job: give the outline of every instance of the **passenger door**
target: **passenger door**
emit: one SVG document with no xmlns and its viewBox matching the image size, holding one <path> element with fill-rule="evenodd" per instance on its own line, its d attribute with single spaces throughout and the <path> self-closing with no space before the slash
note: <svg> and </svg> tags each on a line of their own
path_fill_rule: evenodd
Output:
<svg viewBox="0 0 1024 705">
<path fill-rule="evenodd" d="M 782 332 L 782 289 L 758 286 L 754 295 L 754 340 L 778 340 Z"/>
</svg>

^^^^^^^^^^^^^^^^

## WHAT IS REQUIRED
Return exactly the run of lines that opens with the one containing "note: <svg> and" and closes with the last line of the records above.

## RESPONSE AREA
note: <svg> and </svg> tags each on a line of their own
path_fill_rule: evenodd
Output:
<svg viewBox="0 0 1024 705">
<path fill-rule="evenodd" d="M 782 332 L 782 289 L 758 286 L 754 295 L 754 340 L 778 340 Z"/>
</svg>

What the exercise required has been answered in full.